• _Task description_
Rewrite everything in the listing from the line containing "Wildlife-survey input: mark every instance of the grey" down to the line containing "point(568, 12)", swapping "felt" for "wool" and leaving everything else the same.

• _Data lines_

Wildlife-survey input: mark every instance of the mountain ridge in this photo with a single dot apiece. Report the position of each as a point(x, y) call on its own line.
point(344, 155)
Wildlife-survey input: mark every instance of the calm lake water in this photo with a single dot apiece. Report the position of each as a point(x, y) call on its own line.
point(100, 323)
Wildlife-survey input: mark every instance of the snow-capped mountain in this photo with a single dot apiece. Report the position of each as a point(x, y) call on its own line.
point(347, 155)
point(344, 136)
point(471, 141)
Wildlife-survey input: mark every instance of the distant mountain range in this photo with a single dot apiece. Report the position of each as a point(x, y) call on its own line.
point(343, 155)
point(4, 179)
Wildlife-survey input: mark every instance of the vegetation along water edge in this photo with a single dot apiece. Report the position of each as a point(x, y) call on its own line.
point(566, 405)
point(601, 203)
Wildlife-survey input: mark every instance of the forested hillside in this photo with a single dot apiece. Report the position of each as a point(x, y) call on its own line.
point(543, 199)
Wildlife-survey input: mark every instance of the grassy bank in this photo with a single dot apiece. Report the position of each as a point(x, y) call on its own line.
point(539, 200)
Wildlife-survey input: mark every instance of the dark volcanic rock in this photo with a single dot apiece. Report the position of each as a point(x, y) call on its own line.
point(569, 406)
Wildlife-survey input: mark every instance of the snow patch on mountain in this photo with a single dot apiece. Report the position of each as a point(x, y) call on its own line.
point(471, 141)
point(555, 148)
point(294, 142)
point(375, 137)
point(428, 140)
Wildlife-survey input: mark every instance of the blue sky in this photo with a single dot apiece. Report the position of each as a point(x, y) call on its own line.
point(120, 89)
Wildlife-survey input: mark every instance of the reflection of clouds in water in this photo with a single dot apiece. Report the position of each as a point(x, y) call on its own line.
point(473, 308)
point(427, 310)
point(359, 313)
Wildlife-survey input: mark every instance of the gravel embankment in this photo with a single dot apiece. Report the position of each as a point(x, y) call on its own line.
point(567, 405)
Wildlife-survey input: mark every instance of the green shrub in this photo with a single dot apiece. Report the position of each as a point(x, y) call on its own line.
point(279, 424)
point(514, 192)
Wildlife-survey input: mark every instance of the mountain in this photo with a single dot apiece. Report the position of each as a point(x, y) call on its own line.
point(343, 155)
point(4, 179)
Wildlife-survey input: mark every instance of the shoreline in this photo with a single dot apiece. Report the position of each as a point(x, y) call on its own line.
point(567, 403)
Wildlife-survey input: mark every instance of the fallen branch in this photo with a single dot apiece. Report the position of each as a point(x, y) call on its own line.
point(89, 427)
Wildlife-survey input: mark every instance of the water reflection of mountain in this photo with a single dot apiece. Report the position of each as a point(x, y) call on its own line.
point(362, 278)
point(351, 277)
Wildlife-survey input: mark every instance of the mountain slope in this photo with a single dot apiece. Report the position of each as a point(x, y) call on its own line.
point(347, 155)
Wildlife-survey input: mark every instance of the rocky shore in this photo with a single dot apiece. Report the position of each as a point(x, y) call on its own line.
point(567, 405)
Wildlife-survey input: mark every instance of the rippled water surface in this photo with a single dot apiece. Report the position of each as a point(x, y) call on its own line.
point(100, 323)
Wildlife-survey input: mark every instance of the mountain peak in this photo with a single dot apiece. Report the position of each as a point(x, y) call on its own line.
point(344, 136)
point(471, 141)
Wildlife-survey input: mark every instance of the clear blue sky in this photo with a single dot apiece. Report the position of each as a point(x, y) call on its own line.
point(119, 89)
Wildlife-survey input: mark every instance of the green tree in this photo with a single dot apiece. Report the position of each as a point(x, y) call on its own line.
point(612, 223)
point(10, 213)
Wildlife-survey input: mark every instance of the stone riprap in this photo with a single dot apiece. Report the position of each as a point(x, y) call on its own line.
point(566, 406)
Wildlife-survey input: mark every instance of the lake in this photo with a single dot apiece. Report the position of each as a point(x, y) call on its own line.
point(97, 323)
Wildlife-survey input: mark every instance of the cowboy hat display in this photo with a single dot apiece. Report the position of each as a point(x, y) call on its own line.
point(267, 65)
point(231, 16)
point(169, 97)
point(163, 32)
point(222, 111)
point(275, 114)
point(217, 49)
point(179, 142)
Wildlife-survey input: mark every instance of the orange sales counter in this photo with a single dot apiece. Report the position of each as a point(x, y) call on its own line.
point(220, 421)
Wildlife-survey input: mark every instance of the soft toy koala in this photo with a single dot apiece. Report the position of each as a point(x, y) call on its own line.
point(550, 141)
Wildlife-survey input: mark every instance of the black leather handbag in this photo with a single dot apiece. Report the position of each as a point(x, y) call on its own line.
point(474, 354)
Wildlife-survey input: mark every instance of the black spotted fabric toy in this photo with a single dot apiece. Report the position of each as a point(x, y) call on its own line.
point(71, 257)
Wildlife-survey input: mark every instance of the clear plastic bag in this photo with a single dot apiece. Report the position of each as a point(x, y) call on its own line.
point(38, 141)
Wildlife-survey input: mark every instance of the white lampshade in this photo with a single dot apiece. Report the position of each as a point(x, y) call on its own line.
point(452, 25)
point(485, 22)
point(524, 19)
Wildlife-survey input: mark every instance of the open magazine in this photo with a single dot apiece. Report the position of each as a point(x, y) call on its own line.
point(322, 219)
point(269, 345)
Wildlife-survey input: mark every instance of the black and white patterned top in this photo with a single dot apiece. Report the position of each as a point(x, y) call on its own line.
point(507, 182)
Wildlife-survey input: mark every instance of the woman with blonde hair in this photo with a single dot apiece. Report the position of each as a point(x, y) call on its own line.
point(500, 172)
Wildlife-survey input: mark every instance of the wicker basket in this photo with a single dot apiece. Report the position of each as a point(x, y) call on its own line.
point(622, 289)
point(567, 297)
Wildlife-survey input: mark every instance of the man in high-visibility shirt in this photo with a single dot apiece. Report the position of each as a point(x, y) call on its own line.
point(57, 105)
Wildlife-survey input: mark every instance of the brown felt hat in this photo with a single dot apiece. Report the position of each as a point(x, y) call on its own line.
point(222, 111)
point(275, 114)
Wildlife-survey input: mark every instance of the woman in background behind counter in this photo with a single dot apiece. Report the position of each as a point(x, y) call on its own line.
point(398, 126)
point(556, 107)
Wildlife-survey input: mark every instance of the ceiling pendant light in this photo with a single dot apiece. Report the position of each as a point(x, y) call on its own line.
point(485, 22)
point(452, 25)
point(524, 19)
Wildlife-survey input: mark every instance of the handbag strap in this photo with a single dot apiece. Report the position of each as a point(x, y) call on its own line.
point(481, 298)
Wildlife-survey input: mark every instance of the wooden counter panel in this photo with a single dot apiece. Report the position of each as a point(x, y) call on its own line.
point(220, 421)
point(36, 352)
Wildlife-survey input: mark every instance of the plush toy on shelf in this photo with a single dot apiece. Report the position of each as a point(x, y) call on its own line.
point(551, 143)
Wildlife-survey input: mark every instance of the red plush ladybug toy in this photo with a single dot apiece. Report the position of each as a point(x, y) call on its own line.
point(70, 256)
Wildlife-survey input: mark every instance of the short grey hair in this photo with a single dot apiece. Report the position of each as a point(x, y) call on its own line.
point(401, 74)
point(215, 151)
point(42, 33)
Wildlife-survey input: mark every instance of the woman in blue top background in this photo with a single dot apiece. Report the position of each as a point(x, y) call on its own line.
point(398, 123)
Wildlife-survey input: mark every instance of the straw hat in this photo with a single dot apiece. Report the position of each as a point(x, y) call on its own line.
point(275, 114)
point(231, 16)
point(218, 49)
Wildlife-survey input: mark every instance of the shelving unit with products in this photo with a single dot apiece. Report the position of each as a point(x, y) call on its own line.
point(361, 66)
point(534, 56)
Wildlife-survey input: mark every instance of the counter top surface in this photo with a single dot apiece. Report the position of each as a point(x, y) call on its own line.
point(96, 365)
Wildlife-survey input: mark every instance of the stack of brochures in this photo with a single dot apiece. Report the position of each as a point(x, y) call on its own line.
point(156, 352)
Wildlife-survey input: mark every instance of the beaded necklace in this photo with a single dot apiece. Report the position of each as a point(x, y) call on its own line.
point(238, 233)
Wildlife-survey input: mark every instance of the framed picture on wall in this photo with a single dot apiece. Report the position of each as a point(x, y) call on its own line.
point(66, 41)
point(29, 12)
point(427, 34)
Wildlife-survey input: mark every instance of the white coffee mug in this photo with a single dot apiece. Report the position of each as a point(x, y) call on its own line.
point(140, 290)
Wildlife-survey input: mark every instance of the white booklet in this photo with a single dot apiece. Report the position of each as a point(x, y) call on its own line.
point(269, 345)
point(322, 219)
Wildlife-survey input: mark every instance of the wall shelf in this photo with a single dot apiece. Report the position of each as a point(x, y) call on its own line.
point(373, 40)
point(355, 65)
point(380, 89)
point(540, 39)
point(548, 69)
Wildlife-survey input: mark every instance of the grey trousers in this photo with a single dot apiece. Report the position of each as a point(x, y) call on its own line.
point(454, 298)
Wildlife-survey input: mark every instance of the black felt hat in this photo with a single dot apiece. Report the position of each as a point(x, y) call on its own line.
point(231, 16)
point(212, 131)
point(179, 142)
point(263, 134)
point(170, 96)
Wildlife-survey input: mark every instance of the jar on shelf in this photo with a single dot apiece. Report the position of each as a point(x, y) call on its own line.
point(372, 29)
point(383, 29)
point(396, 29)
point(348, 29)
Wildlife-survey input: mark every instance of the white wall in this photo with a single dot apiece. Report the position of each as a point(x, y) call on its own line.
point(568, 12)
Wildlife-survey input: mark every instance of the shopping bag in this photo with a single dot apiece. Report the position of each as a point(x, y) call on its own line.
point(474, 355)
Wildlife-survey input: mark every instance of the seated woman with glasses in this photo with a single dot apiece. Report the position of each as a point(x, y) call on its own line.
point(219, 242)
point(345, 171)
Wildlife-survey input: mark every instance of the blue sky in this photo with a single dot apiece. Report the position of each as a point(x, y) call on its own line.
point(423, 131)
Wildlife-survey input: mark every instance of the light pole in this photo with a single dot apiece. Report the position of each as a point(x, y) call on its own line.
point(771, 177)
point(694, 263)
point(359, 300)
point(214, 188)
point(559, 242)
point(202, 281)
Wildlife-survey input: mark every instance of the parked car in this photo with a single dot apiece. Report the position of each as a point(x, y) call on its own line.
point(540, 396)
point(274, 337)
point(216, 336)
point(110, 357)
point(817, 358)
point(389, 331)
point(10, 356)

• _Task result_
Wildlife-survey input: mark every instance of the grey trousers in this photo with a single dot apiece. Report the position of each as a point(x, y) call on its own line.
point(454, 298)
Wildlife-survey input: mark every instance of the black wool hat in this photo with a single dot apiece. Report the position of each as a point(x, y) call on its own line.
point(231, 16)
point(212, 131)
point(179, 142)
point(263, 134)
point(170, 96)
Wildlife-survey input: mark every instance of the jar on shelf in this photo with a single dot apiece. Report the position of each as a point(x, y) call on its own line.
point(372, 29)
point(383, 29)
point(396, 29)
point(348, 29)
Wildlife-survey input: mark every instance of the white wall in this photo with a single dot apiece. Report the position of each as a point(x, y) call on its own line.
point(568, 12)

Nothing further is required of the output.